=== RECORDS SUPPLIED ===
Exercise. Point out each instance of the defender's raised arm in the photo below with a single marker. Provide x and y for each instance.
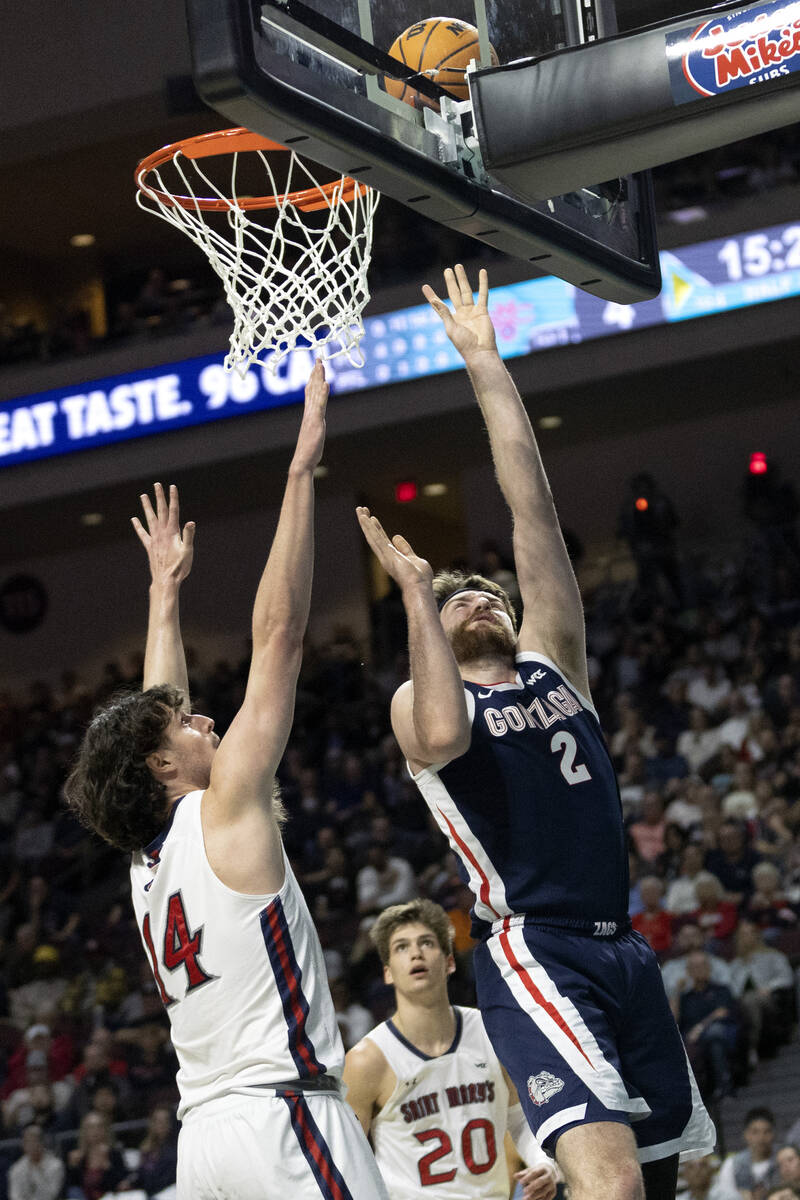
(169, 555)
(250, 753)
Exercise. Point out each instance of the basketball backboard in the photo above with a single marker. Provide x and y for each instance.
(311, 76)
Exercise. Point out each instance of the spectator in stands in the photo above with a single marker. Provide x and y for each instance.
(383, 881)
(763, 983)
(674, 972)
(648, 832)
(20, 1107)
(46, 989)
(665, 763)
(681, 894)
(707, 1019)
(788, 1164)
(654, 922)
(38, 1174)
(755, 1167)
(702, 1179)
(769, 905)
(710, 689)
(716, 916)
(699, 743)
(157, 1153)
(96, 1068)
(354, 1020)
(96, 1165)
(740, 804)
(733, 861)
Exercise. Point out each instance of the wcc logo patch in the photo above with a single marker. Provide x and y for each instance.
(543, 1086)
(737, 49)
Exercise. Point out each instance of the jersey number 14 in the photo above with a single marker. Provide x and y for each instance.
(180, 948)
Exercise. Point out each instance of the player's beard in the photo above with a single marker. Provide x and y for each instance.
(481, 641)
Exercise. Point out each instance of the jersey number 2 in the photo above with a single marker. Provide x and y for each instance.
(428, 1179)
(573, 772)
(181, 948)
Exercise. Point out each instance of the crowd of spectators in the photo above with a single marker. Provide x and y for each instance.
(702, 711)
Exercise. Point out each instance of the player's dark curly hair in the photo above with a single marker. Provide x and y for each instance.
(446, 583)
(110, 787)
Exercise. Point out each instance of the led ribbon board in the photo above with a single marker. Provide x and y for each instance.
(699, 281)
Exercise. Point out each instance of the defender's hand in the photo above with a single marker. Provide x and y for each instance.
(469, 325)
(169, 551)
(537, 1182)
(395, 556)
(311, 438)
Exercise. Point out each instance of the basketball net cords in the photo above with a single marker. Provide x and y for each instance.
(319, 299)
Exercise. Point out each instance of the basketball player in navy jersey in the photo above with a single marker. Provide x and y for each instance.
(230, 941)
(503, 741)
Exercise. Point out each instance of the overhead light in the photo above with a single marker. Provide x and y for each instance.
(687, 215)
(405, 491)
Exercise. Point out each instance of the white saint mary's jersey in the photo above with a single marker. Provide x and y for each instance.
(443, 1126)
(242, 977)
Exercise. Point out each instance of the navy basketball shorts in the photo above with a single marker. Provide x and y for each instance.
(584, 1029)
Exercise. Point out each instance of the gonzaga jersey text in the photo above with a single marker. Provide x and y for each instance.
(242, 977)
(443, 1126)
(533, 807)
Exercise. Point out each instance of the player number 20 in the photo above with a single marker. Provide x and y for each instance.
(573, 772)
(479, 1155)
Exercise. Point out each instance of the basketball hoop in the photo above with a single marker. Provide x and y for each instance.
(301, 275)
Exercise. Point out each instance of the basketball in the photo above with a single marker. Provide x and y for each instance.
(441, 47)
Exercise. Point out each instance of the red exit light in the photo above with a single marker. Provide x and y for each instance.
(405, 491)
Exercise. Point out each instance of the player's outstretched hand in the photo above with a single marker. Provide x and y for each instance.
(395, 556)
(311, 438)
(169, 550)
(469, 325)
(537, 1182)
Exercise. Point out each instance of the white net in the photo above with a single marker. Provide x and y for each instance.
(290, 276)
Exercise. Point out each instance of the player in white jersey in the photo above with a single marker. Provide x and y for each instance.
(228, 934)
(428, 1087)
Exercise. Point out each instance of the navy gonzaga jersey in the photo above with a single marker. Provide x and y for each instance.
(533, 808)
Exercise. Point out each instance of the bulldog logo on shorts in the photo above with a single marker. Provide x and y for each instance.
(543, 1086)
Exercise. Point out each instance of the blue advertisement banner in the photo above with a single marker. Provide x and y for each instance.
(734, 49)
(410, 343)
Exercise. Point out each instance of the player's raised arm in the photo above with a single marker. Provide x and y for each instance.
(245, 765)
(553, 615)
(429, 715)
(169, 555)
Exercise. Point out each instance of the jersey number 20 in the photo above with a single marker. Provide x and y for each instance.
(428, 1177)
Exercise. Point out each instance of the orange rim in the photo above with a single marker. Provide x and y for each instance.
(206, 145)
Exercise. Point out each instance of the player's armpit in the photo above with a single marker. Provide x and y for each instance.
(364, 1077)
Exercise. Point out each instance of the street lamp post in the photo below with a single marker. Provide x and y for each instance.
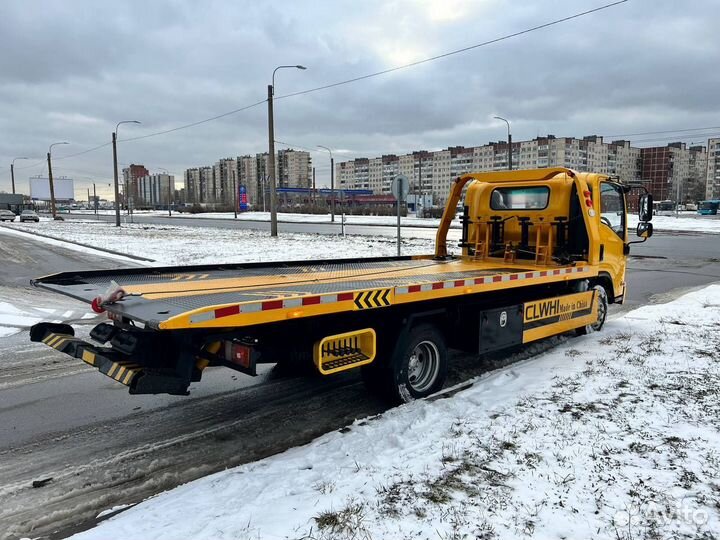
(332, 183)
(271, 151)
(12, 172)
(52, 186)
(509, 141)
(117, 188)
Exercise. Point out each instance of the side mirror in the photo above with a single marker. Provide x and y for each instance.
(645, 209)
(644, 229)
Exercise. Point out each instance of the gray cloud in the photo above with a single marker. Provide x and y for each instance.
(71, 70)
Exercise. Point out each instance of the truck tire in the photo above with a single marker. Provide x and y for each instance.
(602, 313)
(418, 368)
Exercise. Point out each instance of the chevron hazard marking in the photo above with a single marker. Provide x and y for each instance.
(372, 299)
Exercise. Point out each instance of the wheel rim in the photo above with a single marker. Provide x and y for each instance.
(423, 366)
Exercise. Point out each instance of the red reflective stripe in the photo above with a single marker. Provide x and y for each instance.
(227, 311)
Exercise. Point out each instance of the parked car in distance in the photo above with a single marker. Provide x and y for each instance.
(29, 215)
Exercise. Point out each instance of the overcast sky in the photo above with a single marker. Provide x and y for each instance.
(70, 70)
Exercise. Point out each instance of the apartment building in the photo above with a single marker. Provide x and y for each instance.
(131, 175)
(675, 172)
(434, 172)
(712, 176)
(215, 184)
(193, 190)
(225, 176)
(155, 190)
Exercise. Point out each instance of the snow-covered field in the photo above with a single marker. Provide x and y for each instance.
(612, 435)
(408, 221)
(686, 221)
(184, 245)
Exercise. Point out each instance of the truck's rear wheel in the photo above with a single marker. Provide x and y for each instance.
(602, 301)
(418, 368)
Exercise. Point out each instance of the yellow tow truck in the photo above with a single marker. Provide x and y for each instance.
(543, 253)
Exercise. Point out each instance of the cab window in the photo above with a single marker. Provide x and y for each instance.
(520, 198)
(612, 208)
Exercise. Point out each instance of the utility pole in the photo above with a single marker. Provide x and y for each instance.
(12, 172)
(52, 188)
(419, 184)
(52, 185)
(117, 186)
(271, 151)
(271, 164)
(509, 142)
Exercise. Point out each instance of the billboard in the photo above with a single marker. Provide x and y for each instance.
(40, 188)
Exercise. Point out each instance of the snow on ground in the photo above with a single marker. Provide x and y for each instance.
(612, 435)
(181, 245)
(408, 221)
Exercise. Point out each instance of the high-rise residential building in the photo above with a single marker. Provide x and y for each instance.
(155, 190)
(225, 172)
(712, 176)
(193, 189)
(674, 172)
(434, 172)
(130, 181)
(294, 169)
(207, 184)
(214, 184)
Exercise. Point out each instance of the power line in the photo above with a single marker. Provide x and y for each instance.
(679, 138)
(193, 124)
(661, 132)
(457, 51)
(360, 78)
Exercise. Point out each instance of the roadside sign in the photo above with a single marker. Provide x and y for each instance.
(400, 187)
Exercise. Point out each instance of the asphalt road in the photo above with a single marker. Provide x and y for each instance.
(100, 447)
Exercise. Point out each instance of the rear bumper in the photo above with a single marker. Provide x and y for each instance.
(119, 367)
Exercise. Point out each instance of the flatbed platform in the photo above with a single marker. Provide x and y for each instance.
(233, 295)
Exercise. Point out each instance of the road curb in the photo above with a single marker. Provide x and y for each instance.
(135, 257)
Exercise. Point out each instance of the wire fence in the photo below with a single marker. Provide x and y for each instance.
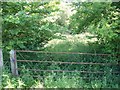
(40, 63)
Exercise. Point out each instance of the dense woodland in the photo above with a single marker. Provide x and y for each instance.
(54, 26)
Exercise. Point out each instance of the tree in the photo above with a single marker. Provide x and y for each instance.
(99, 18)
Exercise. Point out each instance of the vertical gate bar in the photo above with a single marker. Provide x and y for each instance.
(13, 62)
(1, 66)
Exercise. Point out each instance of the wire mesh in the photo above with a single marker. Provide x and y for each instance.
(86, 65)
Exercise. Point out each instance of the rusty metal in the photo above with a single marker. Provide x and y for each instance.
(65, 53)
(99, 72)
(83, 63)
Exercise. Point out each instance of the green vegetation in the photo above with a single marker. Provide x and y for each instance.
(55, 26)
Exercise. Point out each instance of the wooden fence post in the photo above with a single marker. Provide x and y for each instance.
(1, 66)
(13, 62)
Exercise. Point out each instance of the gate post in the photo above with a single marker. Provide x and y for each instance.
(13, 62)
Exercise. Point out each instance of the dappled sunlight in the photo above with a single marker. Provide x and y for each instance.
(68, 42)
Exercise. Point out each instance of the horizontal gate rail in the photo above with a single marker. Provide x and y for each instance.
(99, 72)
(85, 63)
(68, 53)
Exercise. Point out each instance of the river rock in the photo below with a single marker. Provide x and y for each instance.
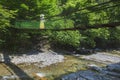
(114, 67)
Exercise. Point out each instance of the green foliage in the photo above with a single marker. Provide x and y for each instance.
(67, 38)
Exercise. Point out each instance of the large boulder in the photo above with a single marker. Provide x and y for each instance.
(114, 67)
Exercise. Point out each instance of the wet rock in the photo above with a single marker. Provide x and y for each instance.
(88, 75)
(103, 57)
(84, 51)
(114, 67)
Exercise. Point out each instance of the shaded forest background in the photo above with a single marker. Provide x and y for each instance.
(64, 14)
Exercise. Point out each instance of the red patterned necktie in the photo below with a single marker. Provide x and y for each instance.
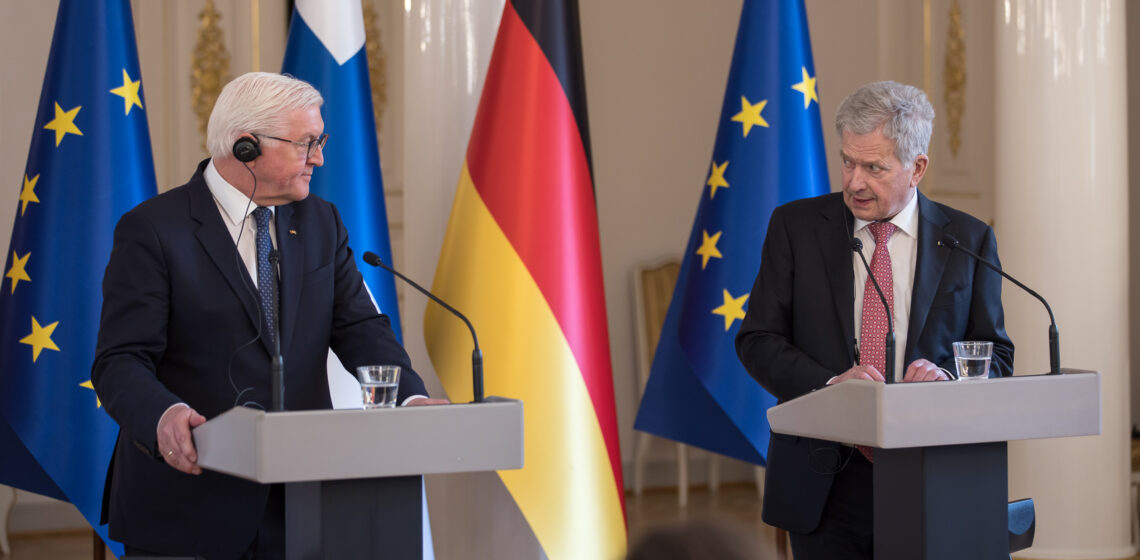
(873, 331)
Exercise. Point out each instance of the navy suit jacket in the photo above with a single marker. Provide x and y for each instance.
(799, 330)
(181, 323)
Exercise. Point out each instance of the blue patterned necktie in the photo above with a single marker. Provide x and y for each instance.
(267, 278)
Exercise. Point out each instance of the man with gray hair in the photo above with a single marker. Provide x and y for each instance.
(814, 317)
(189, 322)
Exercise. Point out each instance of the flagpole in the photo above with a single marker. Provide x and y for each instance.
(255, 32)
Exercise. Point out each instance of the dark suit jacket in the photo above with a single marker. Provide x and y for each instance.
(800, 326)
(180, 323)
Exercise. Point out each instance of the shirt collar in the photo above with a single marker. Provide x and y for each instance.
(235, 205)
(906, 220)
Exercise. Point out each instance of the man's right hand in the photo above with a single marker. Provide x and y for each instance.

=== WHAT THE EXERCISE ASKS ===
Write out once more the lines above beginning at the line with "Exercise. Point out each instance of the man with"; continue through the final line and stop there.

=== OUTPUT OF THE TASK ===
Exercise. Point out each instance of the man with gray hair in the photo above with a single marker. Provide x and y for each instance.
(814, 317)
(189, 322)
Exercise. Point out each instance of the flagpole in the photo above with a single marker. Provide x and y for each instance.
(255, 32)
Exercise. Point out each instance of the dark suit jacket in the photo above with a single marker. Provide x and y for each instance.
(800, 326)
(180, 323)
Exercise. Point out each instance of the shirt collar in the photo above with a single marker. Provide x and y for each instance.
(235, 205)
(906, 220)
Exercise. Point out each instance of the man's right hand in the photo above with a single marker. Provide x and y for each instance.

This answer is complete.